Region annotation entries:
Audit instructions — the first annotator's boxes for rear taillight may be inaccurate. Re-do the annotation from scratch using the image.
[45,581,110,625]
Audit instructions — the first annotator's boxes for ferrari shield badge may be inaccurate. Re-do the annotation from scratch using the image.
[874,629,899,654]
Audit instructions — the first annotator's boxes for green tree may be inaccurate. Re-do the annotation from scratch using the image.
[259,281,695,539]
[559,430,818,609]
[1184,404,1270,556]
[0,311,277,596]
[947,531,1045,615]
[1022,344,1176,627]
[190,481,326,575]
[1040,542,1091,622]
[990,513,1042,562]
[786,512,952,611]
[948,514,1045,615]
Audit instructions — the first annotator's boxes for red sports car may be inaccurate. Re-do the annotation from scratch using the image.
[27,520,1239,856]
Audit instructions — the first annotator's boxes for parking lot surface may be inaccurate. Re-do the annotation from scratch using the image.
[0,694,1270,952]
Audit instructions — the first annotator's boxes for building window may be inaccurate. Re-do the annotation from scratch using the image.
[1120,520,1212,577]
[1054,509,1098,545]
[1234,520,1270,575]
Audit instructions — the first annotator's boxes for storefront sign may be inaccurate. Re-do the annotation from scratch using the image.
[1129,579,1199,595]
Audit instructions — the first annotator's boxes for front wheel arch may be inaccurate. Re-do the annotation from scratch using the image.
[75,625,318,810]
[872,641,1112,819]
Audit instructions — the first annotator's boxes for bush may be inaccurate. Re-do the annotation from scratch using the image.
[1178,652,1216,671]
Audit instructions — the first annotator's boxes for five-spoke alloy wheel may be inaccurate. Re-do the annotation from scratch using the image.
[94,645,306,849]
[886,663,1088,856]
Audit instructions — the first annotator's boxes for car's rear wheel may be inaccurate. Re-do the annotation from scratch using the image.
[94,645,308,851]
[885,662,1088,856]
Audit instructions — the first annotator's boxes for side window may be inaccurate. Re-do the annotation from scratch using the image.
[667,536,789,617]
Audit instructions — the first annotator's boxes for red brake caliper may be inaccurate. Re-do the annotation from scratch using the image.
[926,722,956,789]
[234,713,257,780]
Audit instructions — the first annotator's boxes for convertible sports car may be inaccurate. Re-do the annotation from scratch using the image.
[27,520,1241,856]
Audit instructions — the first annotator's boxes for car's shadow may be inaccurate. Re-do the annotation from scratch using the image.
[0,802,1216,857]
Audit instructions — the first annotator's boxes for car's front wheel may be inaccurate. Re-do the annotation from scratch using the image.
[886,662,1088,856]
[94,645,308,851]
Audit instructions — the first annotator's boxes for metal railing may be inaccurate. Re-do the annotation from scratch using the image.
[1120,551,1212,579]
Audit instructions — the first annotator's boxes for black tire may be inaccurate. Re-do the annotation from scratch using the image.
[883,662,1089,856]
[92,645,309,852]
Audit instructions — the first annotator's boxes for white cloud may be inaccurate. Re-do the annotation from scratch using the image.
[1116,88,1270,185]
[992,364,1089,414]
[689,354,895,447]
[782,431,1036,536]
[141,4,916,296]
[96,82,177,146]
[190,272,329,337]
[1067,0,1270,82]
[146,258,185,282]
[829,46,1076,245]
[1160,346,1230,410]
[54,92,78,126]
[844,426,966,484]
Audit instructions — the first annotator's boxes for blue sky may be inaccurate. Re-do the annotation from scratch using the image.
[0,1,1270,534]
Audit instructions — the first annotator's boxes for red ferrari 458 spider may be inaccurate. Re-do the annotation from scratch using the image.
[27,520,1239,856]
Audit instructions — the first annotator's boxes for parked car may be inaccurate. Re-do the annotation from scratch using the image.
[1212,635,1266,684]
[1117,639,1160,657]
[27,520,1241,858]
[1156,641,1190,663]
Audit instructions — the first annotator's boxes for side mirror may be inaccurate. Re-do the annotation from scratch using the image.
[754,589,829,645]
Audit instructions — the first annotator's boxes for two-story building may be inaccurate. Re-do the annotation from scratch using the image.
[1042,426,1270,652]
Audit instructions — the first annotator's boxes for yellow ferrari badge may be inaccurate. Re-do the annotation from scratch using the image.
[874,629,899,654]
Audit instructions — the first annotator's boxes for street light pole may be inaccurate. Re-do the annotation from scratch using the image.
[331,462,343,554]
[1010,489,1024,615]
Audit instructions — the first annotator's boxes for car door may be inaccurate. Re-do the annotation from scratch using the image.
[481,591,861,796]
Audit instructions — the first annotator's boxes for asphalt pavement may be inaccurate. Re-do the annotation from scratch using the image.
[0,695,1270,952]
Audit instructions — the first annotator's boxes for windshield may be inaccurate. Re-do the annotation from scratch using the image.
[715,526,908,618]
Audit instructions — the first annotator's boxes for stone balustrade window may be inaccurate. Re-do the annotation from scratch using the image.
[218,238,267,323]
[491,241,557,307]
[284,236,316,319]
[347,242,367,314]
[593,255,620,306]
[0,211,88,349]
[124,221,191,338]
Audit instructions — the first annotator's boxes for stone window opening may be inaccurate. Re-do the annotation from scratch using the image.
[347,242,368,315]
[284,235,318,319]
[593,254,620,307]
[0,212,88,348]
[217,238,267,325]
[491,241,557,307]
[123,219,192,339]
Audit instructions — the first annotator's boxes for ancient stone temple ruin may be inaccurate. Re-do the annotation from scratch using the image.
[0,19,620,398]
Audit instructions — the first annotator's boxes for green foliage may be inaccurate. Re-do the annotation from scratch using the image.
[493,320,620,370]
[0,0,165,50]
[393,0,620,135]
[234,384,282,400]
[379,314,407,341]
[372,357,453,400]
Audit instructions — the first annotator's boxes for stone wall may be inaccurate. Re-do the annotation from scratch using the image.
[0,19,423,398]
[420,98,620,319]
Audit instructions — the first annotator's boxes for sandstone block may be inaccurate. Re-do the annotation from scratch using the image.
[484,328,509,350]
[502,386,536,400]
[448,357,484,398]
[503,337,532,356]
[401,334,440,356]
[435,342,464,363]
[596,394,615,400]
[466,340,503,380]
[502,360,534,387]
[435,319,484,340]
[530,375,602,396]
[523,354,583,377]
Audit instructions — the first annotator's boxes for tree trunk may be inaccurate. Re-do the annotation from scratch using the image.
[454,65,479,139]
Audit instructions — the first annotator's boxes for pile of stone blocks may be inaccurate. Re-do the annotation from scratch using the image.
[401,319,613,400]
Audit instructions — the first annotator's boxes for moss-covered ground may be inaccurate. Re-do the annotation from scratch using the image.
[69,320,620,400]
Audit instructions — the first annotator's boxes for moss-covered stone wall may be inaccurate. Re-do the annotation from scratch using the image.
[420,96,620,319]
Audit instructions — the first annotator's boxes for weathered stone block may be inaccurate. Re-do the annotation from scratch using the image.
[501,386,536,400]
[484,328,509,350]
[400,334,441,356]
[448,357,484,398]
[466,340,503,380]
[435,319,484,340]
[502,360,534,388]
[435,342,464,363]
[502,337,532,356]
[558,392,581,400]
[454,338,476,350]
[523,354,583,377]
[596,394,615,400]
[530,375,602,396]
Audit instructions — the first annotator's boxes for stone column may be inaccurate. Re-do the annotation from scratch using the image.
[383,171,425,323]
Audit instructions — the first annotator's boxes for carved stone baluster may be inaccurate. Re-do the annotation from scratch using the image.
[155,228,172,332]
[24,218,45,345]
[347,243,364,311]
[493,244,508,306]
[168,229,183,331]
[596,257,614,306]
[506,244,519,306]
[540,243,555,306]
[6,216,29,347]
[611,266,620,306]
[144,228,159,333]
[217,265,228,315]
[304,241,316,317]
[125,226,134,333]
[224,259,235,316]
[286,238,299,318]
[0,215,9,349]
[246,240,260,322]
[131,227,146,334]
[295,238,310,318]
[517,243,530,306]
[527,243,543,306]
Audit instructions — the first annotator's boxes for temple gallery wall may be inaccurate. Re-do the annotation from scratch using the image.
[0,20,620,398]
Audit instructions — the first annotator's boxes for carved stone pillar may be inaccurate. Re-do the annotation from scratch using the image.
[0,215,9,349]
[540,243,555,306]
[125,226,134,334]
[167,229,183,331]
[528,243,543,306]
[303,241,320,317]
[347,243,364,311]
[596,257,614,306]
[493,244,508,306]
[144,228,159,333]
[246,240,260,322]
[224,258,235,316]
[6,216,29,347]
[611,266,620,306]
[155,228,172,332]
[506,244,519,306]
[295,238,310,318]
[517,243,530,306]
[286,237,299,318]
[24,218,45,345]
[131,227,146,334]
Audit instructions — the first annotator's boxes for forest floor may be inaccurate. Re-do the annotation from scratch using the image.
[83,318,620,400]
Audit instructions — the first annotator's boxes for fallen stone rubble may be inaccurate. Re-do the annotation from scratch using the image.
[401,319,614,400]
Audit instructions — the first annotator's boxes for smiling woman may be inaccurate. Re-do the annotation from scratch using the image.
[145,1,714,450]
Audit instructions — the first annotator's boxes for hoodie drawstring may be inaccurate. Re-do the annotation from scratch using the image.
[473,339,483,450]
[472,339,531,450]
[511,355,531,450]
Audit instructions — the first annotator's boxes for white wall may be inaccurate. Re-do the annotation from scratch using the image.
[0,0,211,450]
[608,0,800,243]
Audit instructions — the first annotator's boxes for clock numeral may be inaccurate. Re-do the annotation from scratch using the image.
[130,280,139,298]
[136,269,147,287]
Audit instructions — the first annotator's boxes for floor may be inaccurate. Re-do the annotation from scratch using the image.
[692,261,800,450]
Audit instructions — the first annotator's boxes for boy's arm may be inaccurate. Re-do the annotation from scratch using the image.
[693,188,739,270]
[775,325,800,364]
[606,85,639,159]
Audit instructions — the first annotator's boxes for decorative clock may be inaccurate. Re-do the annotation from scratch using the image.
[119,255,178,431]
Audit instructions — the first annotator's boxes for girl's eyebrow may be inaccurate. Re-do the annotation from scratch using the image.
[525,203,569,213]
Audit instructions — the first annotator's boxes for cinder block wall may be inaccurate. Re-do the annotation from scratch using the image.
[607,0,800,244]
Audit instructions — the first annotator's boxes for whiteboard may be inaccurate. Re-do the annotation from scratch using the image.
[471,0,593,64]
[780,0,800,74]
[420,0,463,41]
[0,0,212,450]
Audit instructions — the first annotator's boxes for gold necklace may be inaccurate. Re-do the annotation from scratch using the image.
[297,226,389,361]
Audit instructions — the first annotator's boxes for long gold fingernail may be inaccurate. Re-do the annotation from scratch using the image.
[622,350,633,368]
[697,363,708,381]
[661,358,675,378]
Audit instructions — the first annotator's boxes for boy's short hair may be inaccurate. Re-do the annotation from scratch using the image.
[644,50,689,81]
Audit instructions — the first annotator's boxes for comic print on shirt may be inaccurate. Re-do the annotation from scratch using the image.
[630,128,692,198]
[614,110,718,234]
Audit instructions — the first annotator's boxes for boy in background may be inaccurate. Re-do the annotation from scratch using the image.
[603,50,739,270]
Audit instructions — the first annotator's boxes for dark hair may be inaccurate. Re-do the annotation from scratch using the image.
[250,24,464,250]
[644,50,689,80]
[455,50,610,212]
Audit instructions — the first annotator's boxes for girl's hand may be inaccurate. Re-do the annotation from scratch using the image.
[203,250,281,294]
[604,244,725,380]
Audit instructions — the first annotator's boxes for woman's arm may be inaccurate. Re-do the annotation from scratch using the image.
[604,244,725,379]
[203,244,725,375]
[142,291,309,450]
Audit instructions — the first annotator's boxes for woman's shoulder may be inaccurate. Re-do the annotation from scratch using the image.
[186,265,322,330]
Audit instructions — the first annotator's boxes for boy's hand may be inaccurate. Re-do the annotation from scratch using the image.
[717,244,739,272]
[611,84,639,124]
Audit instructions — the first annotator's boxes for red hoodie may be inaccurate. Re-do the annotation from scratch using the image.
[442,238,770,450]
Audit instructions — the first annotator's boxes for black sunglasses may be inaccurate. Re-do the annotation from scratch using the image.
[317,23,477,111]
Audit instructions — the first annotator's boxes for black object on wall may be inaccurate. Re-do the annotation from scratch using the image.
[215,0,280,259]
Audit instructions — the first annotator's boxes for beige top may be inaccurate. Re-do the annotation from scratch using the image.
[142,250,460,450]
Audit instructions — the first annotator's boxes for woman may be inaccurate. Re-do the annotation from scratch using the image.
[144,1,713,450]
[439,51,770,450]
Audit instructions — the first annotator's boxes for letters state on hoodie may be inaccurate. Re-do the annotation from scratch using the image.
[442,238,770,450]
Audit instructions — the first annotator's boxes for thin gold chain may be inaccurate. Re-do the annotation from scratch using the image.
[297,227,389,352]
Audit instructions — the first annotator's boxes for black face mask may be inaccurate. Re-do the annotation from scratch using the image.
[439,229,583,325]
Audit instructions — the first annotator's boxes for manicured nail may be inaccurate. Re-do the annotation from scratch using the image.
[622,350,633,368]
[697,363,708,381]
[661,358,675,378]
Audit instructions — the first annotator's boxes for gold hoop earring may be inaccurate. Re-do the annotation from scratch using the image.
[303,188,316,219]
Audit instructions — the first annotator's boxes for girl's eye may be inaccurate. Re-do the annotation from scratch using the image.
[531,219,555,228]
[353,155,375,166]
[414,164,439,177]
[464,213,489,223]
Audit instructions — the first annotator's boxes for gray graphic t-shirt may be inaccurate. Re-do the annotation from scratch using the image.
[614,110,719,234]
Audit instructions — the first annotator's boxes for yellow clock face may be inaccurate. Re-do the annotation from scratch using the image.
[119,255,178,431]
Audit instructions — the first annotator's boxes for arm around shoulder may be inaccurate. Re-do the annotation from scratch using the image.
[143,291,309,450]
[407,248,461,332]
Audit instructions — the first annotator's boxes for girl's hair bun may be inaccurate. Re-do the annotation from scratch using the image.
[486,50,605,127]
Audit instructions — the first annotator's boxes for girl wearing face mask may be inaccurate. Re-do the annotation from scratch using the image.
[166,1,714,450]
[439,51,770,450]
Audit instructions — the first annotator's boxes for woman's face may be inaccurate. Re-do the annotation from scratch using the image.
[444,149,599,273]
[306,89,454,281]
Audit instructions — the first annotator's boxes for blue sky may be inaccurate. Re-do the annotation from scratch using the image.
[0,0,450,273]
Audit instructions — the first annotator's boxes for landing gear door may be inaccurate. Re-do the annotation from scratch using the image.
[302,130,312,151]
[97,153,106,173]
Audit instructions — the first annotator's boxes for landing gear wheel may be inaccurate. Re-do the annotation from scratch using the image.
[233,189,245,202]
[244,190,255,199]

▶ EXERCISE REQUIREMENTS: Copy out the records word for word, starting from the first line and stopping after the line containing "[667,536,789,617]".

▶ EXERCISE RESPONSE:
Audit instructions — the first annotator's boxes for rear taillight may be inaccurate. Re-do the annotation from scratch using the image.
[45,581,110,625]
Audit instructions — the first annotator's boxes for ferrari shield badge may be inaccurate. Re-do the annotation from scratch using the image.
[874,629,899,654]
Audit instructions — the first annotator's boxes for green tree may be inaccurate. Re-do the annotation from scratch using the image.
[259,281,695,539]
[559,430,818,609]
[1184,404,1270,556]
[0,311,277,596]
[947,531,1045,615]
[1022,344,1176,627]
[190,481,326,575]
[1040,542,1091,622]
[990,513,1042,562]
[786,512,952,611]
[948,514,1045,615]
Audit instructions — the first annotator's boxes for red sports car may be inaccurate. Re-do the annotation from scratch using the image.
[27,520,1239,856]
Audit instructions — the first annotator's boxes for parking lot surface may be inaccurate. Re-do the annotation from scratch using the image.
[0,694,1270,952]
Audit instructions — the first annotator's boxes for building window may be inaccurate. Re-do the annotation from scratch using the image.
[1120,520,1212,577]
[1054,509,1098,545]
[1234,520,1270,575]
Audit instructions — the first annotator's boxes for storefront sign may be inaccurate. Re-do the annotation from scratch using the image.
[1129,579,1199,595]
Audit instructions — the first annotator's boxes for front wheel arch may be inaccurate. Re-do the annotation from scratch using the image.
[75,625,318,810]
[872,641,1112,819]
Audit instructions — the first annotator's boxes for bush may be inaccurate. Re-do the annotation from scratch using the image.
[1178,652,1216,671]
Audit instructions — the first annotator's boxes for five-spoke alloy wheel may be inaccurate. Re-do the annotation from scratch using the image.
[94,645,306,849]
[886,663,1088,856]
Audit instructions — the first annotator's boxes for car's rear wheel may be inaccurate. Re-do the annotation from scratch using the image.
[94,645,308,851]
[885,662,1088,856]
Audit instructions — the first annotator's boxes for side window may be inaccurate. Re-do the annotation from scratch using the image.
[667,536,789,617]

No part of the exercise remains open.